======== Données de l'exercice ========

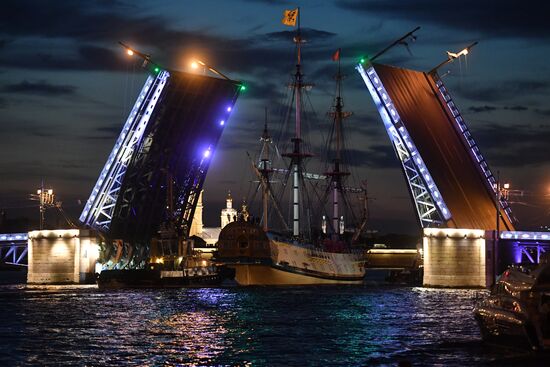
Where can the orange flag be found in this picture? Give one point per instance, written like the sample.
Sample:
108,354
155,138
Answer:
336,55
290,17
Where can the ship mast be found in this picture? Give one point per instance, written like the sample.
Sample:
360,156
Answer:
265,170
336,175
297,155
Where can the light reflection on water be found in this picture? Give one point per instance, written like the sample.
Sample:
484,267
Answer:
314,326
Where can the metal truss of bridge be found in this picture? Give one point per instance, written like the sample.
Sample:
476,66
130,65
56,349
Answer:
158,165
13,248
447,176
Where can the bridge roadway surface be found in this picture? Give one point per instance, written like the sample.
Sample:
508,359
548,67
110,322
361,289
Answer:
443,149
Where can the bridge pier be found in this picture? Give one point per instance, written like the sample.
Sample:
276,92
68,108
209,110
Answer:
457,258
63,256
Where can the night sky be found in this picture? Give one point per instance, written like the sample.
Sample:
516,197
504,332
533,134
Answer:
66,87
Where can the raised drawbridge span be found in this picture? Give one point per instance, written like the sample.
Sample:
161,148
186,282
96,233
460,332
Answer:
448,178
156,169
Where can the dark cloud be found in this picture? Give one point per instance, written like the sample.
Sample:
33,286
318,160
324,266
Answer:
308,34
42,88
376,156
504,18
270,2
504,91
516,108
486,108
477,109
110,130
515,145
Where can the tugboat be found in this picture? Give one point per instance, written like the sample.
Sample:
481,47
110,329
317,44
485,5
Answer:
312,250
184,268
517,312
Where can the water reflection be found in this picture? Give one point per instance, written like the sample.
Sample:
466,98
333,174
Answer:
255,326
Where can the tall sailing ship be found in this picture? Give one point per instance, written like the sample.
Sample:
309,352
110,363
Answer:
299,254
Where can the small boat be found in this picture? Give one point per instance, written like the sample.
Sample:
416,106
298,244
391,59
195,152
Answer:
184,268
517,312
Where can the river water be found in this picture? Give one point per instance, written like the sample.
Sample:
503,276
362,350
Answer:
255,326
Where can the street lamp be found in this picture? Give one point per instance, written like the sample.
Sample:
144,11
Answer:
452,56
195,64
46,198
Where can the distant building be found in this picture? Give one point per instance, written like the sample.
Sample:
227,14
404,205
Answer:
229,214
210,234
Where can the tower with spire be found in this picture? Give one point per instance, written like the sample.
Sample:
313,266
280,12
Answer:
229,213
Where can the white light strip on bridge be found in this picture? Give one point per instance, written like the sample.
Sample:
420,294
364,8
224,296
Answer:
5,237
454,233
521,235
482,163
103,197
392,123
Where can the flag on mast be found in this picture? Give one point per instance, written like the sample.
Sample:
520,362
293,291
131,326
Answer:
290,17
336,55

========

Consigne>
Réécrivez toutes les lignes ci-dessus en remplaçant « in this picture » par « in this photo », sans rien changer d'autre. Omettez l'image dans votre réponse.

Réponse>
Where can the orange flag be found in this photo? Give one point per instance, written like the sample.
Sample:
108,354
155,138
Answer:
336,55
290,17
Where can the ship mast be found in this photo? Give one point per instance, written like the sample.
Sample:
360,156
Answer:
265,170
336,175
297,155
Where can the light reflection on water be found in this photo? Give one point per instance, written like the sample.
Sample:
484,267
Answer:
314,326
Where can the metal truss of bridge be found in this photo? Give one point per instance, written like the sample.
Sample:
476,66
130,65
56,349
Answer:
158,165
13,248
447,176
Where can the bridge roadway surface be found in this photo? Give one point per instance, written like the sample.
Sample:
508,359
548,67
110,322
361,289
Answer:
443,149
Where can the bridge pier be found in this photo? Give one point per instance, written like the sample.
Sample:
276,92
68,108
209,110
Answer:
457,258
63,256
Where can the night sky be found in this photo? Give one point per instance, written like the sample.
Sample:
516,197
504,332
533,134
Answer:
66,87
Where can the raised drawbridge span be found in this photo? Give one point per instance, written like the sample.
Sample:
161,148
186,282
96,233
460,332
Answer:
448,178
156,169
Where can the dark cloud be found in this photo? Give one point per instance, written like the sample.
Sample:
33,286
318,160
324,266
Answer:
308,34
42,88
376,156
504,18
270,2
504,91
516,108
486,108
477,109
110,130
515,145
Where can the tugboat be found in this photo? Give one point per instance, written like the sample.
Sample:
481,47
110,329
317,44
485,5
Answer:
312,250
184,268
517,312
Where can the water reflection be found in this photo? Give one point per instance, written like the sample.
Sample:
466,98
333,174
Answer:
255,326
Where can the tall sailing ship be found in this photo? Give one point per instance, written like the sample.
Sample:
309,352
110,363
Answer:
299,254
Where can the small boat be found in this photo? Give one point per instance, written like the sample.
Sample:
416,106
298,244
391,59
195,152
Answer:
184,268
517,312
Where can the river water be found in this photo? Give one point per instance, written like the sample.
Sample:
503,276
362,350
Answer:
255,326
Where can the street lamp be found in this photo? Give one point per instance, written like the sample.
Sample:
144,11
Answer:
452,56
195,64
46,198
Where can the distant building be found in this photo? Give one point per instance, written like the sample.
Sample:
227,14
404,205
Answer:
229,214
210,234
Where can the tower with spire be found in this photo? Give one point per instance, written like the sample.
Sample:
313,266
280,12
Answer:
229,213
Where can the white light strip on bridge be found in this photo? Give one point per instance, written like the sample.
Sample:
420,294
364,8
224,296
Answer:
5,237
454,233
521,235
482,163
103,197
392,123
Where can the flag on mast be found in this photo? Give one point per instance, written like the sample.
Sample:
520,362
293,291
131,326
Answer:
290,17
336,55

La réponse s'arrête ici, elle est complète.